THE RECORDS Block Start
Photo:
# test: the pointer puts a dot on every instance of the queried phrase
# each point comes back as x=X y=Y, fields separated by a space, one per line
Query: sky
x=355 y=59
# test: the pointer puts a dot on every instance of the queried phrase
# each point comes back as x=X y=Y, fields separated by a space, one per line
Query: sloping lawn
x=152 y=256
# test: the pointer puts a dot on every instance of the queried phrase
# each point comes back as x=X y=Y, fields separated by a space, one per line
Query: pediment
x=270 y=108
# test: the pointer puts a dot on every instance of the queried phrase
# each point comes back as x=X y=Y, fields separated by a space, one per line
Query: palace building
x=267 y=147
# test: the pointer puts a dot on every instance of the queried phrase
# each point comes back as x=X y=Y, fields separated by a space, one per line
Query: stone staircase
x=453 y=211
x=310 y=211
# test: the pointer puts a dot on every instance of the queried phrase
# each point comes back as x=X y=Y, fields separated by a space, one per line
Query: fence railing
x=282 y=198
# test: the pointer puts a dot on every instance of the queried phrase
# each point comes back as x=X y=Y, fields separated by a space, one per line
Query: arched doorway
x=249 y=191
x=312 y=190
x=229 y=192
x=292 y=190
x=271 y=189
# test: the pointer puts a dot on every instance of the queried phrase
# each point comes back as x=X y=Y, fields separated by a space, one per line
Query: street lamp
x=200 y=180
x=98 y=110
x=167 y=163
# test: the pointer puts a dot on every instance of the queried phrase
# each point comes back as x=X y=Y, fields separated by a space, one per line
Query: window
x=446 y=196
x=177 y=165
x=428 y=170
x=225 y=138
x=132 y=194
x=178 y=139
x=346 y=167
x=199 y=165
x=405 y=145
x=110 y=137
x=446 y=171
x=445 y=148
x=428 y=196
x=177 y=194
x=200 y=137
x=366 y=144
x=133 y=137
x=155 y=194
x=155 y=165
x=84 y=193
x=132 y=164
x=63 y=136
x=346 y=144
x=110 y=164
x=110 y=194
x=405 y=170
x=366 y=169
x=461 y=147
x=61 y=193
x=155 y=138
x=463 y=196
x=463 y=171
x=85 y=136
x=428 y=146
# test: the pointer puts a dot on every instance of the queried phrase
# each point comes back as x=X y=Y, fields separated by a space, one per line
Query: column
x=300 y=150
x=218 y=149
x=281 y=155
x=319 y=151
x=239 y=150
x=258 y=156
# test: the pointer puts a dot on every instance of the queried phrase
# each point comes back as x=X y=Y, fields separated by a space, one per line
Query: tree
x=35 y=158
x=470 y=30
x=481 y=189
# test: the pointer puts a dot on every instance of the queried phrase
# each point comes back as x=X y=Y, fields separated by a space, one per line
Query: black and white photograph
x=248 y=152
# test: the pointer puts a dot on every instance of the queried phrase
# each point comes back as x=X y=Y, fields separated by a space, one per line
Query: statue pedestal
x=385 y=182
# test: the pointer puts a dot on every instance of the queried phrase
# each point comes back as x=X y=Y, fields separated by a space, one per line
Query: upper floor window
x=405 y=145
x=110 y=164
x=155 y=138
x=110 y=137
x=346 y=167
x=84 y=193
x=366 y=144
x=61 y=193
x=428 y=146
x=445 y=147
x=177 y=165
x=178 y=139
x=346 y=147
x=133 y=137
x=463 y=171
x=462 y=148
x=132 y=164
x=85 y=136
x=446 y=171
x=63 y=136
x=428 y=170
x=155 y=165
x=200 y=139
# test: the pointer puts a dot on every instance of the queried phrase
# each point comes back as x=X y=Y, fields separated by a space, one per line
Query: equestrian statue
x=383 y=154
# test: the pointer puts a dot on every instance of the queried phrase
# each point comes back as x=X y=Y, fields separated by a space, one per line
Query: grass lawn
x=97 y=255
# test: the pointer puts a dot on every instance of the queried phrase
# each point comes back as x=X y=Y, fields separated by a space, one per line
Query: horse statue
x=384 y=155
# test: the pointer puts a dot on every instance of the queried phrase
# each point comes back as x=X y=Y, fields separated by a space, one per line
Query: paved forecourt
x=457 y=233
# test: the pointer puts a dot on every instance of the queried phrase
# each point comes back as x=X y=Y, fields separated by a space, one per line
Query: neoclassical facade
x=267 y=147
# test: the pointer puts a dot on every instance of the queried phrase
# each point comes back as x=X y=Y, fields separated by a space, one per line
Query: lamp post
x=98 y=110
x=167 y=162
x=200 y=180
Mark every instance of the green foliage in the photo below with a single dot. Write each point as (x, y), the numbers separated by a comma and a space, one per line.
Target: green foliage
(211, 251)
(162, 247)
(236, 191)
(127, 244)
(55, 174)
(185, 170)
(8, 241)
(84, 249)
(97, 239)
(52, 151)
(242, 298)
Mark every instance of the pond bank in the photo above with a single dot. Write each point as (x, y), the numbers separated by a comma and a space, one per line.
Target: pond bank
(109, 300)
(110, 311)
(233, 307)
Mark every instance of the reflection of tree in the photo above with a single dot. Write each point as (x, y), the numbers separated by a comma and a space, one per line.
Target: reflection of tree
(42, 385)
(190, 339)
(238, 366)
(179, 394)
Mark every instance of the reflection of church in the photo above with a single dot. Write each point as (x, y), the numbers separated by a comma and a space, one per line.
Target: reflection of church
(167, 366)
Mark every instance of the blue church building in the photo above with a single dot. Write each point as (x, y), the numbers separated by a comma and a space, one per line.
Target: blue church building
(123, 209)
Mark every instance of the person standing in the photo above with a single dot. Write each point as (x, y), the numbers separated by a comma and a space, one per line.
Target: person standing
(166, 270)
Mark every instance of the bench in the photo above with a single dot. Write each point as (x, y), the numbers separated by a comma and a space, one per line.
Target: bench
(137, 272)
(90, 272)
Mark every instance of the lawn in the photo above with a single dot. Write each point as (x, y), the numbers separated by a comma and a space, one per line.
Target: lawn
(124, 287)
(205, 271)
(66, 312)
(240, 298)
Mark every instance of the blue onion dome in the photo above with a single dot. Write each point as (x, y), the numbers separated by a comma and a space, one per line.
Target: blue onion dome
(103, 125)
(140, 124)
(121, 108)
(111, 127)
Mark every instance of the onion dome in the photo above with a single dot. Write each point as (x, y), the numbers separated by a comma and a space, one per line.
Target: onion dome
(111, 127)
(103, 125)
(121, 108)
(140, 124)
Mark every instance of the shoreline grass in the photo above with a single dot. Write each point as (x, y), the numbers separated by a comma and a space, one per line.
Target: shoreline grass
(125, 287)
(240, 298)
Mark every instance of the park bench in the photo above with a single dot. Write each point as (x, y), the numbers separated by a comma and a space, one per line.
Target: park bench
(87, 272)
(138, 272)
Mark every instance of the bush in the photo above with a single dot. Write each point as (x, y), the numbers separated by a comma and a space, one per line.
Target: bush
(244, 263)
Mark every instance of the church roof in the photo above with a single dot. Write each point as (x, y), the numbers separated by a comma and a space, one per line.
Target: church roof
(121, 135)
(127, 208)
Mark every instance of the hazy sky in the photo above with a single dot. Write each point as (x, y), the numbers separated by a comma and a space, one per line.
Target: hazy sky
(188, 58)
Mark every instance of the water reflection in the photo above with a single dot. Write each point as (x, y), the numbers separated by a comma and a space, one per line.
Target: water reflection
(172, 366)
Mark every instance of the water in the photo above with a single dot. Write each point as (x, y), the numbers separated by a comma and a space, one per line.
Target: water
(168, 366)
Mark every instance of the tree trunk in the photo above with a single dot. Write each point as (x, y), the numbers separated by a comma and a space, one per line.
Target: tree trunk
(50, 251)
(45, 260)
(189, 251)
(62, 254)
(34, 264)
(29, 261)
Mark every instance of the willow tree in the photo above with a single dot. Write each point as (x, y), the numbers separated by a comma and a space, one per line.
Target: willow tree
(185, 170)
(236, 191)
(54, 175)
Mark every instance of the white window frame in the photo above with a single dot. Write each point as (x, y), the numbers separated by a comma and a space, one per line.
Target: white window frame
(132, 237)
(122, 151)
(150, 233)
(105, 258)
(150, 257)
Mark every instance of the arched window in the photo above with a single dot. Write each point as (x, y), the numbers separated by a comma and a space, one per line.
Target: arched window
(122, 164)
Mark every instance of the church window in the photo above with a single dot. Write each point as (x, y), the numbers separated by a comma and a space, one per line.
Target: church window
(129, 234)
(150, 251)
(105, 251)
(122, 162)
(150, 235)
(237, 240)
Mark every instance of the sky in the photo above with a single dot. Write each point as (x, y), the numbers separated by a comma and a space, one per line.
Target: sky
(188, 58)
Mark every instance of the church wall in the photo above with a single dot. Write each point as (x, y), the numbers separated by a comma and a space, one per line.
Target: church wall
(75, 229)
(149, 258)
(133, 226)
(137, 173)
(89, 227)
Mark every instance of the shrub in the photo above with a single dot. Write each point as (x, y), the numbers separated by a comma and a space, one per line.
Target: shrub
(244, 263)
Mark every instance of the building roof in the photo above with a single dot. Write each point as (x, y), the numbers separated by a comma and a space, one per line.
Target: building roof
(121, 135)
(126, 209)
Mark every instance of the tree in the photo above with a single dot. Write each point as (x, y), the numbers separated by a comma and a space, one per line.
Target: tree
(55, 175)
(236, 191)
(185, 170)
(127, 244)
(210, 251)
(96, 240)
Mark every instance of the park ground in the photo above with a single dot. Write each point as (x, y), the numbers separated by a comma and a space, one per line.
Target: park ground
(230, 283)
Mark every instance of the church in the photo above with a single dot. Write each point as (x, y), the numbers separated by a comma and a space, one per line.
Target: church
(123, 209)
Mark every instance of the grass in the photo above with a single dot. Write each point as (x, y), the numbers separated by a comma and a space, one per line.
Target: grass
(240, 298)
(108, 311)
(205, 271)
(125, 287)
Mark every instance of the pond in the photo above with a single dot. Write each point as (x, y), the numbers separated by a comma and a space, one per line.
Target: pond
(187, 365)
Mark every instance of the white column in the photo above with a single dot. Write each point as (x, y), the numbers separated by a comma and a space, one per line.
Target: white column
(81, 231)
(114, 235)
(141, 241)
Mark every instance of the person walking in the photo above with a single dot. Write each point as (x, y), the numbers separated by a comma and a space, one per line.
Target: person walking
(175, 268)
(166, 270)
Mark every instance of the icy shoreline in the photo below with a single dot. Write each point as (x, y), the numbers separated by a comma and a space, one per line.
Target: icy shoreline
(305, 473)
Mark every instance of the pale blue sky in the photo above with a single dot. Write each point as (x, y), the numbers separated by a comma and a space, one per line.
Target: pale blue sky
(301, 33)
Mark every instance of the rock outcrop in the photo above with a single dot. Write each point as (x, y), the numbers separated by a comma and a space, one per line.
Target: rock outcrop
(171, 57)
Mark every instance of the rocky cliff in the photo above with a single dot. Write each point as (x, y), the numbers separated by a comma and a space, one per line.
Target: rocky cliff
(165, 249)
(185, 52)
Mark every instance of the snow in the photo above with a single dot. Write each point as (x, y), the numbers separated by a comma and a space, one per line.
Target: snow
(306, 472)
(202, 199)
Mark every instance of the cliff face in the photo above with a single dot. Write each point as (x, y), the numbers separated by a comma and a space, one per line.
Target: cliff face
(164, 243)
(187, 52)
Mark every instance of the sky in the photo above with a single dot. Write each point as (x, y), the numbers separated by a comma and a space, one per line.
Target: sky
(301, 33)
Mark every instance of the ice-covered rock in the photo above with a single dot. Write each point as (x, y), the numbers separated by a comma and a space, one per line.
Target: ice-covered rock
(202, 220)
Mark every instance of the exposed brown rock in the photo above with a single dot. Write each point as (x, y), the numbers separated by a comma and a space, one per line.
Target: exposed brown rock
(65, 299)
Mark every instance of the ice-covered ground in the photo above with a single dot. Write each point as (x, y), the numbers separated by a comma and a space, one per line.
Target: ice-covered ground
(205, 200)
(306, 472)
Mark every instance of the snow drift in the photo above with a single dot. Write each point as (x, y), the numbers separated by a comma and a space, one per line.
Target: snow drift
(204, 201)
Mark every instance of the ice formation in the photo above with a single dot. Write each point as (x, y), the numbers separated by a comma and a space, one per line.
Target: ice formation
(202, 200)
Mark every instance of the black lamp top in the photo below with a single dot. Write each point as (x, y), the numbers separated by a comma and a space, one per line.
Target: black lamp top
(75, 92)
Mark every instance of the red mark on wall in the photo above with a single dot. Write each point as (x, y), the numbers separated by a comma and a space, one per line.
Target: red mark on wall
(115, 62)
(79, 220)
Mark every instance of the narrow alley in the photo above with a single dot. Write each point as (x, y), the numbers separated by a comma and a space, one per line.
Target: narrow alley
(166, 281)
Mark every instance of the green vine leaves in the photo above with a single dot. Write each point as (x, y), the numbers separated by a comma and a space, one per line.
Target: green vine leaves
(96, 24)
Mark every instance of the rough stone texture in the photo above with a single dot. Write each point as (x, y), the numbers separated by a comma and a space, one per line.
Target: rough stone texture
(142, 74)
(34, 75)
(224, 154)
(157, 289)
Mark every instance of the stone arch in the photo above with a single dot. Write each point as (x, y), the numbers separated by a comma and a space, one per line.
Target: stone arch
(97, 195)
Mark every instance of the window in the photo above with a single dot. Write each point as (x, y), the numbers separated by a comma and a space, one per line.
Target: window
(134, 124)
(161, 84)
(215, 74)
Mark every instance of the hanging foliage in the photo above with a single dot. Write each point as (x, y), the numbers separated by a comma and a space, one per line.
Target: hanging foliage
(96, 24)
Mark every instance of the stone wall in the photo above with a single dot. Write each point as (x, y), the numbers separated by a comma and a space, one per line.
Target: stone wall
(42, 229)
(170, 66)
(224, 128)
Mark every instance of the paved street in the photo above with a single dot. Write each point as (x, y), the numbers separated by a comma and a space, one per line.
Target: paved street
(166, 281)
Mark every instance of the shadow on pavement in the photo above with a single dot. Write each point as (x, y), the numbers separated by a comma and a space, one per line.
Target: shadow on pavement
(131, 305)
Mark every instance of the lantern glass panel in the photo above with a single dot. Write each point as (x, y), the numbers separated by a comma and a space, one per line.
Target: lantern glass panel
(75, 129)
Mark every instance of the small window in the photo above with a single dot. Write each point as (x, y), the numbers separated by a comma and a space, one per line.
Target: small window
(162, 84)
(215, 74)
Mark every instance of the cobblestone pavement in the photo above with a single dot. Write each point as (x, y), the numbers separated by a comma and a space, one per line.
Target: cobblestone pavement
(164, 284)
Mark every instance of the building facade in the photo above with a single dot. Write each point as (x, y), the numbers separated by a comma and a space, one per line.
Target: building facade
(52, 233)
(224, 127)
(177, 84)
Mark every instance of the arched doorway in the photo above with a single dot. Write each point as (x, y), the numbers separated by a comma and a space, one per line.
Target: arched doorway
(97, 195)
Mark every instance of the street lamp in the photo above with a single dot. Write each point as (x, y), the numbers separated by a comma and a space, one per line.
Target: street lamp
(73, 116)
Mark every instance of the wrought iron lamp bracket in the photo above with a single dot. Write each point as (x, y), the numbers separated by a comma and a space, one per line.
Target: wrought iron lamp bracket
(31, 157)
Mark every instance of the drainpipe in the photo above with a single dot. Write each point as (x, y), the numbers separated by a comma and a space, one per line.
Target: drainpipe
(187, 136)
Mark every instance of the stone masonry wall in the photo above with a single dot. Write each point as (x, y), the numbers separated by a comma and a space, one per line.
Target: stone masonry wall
THE RECORDS Block End
### TASK ITEM
If a line in the entries above includes "masonry", count it; report the total alone.

### TASK ANSWER
2